/---

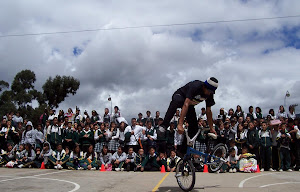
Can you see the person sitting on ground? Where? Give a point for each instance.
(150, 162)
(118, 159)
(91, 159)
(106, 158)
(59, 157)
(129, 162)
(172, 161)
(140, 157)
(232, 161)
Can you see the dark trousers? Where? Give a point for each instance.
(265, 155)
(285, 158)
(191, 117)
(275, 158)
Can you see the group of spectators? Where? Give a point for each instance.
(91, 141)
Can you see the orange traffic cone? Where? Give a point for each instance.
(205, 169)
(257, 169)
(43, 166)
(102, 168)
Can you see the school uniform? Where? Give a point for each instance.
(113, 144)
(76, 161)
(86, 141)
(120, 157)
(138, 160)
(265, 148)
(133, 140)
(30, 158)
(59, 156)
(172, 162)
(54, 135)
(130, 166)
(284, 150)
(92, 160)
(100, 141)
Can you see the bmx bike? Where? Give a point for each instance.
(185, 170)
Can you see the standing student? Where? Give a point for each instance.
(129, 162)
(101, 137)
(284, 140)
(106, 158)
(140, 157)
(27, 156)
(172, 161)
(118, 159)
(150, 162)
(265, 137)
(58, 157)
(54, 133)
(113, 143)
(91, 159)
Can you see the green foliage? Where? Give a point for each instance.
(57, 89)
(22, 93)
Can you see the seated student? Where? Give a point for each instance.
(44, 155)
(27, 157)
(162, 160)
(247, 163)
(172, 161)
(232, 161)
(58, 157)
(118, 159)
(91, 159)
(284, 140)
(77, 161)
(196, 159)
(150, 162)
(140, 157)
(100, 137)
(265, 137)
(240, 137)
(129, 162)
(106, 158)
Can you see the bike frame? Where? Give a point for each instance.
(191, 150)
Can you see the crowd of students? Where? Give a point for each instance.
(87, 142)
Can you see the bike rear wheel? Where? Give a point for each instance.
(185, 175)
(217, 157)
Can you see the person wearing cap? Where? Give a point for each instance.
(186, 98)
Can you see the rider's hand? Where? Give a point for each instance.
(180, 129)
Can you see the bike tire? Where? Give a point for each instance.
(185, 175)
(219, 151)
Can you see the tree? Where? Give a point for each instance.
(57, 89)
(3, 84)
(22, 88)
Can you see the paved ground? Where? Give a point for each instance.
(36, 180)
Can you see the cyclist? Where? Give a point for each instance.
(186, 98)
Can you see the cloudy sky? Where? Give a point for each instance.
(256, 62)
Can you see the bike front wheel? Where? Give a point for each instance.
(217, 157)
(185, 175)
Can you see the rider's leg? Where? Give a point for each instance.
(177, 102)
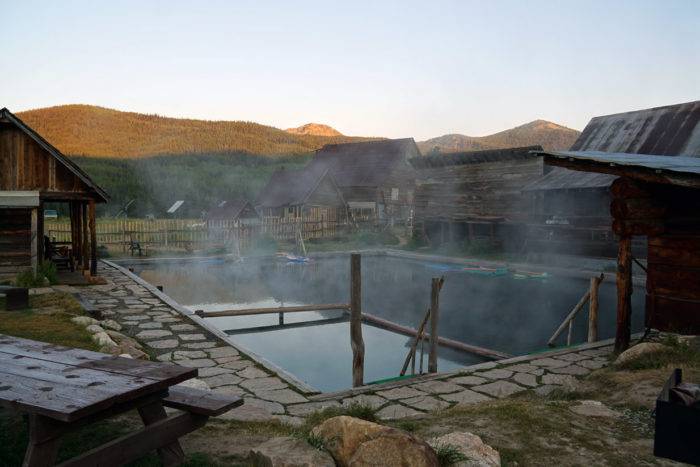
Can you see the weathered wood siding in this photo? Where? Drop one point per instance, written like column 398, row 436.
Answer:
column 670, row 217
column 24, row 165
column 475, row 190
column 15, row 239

\---
/---

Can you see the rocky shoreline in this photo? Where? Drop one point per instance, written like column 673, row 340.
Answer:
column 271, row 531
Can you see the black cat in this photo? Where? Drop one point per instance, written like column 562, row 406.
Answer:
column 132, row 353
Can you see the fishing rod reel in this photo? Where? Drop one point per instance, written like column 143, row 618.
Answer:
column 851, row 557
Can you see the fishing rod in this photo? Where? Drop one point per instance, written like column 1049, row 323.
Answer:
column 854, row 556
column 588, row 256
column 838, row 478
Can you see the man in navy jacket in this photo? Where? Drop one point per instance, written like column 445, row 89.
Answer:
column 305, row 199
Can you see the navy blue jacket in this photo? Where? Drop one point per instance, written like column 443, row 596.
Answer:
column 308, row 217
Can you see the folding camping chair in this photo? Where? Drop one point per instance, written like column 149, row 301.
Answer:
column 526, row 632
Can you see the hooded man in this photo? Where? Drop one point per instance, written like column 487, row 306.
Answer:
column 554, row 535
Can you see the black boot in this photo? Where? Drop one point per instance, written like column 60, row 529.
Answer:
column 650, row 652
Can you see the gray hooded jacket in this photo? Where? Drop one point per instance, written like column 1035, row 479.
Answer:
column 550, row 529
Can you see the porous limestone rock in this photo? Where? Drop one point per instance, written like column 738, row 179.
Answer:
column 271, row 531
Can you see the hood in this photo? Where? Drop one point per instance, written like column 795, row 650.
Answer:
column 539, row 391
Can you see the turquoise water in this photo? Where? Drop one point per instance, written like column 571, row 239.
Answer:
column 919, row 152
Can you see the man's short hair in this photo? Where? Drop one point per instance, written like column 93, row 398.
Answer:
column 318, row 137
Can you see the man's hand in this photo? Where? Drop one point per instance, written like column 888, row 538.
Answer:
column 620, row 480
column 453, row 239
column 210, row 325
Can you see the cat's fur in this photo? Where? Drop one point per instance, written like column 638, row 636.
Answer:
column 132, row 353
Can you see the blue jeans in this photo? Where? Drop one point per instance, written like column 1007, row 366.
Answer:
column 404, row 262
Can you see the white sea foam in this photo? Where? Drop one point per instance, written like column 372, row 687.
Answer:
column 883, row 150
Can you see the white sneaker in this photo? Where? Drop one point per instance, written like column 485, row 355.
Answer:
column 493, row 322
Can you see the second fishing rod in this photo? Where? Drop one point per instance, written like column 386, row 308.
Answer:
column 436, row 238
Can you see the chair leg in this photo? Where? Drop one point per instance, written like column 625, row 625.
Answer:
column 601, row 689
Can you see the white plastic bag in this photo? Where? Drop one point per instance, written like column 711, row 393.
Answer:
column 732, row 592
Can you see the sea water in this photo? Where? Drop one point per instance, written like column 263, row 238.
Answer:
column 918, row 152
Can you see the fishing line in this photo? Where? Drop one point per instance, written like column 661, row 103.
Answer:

\---
/---

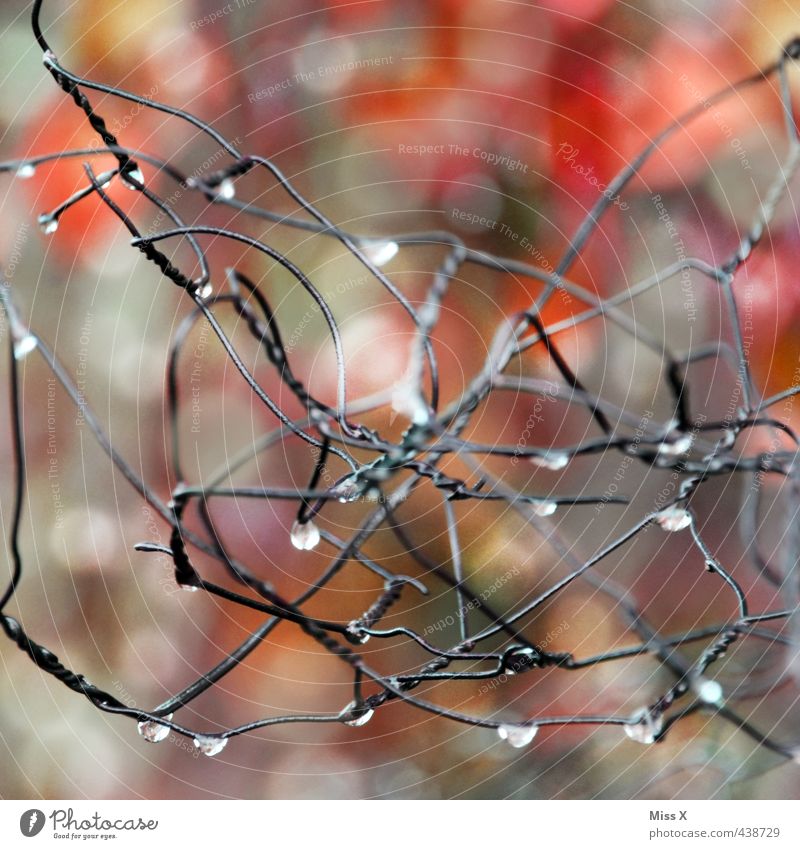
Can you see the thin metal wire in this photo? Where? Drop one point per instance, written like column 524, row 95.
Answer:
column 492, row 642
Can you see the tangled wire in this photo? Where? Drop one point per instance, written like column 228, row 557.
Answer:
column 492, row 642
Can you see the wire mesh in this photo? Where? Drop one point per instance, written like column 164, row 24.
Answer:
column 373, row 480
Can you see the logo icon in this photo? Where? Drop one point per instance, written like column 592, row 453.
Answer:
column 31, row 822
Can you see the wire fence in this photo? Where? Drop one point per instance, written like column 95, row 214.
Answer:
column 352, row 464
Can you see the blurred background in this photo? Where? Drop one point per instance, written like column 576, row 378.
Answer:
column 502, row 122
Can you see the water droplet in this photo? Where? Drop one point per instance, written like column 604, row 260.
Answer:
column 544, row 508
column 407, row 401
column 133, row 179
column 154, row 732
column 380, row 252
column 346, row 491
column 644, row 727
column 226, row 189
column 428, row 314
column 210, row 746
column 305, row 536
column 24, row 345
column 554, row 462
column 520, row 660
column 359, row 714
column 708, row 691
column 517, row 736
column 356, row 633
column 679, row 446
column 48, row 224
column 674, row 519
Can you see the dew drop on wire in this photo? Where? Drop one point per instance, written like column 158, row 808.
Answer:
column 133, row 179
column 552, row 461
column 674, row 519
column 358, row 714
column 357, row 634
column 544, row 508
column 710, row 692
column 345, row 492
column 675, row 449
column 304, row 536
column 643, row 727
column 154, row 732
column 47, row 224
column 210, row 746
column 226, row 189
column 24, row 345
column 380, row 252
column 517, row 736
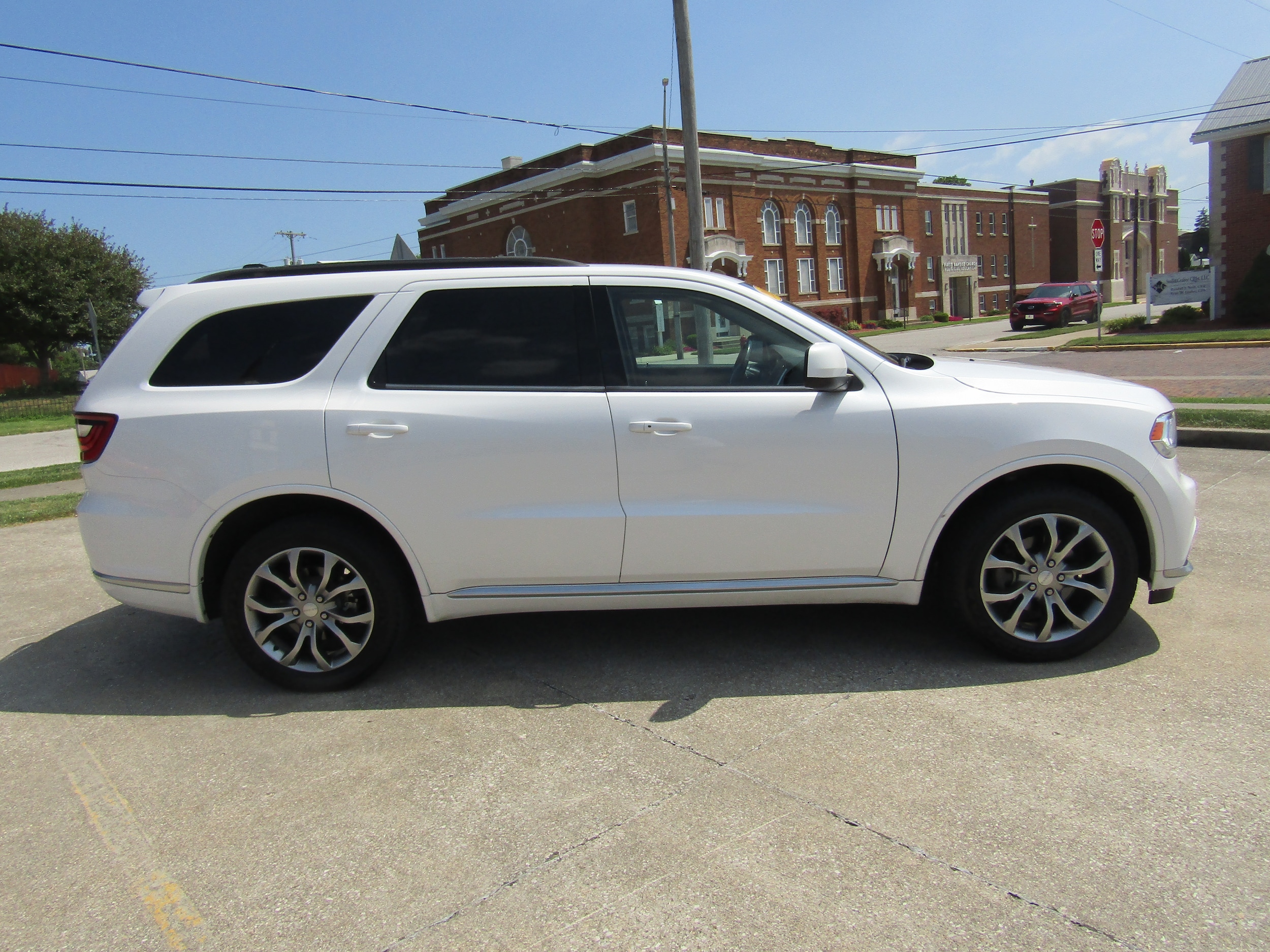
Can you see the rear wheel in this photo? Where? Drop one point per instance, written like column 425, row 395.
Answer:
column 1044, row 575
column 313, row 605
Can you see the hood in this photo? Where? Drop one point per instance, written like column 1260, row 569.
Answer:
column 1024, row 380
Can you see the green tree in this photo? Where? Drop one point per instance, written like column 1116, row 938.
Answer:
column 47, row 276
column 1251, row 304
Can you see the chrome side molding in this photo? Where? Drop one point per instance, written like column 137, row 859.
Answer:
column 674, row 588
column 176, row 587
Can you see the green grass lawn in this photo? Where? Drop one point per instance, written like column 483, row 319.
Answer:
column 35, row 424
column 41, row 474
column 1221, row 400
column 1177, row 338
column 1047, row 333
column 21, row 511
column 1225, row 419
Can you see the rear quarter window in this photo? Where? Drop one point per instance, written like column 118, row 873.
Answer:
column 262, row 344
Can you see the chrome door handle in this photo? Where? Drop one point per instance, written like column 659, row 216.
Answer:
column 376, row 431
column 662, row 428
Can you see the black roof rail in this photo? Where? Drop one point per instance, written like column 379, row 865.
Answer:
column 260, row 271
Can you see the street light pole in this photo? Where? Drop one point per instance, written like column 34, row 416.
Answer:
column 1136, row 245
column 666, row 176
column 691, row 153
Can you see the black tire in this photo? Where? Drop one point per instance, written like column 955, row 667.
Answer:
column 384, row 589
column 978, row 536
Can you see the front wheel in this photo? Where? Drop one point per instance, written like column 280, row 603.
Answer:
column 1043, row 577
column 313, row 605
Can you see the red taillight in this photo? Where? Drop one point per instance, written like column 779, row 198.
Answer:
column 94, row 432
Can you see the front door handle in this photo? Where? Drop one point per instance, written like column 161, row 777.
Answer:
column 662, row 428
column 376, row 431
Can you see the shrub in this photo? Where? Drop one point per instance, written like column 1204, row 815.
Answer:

\---

Written exercise:
How many lines in the data above contain the word "black"? Reply with only the number.

The answer:
4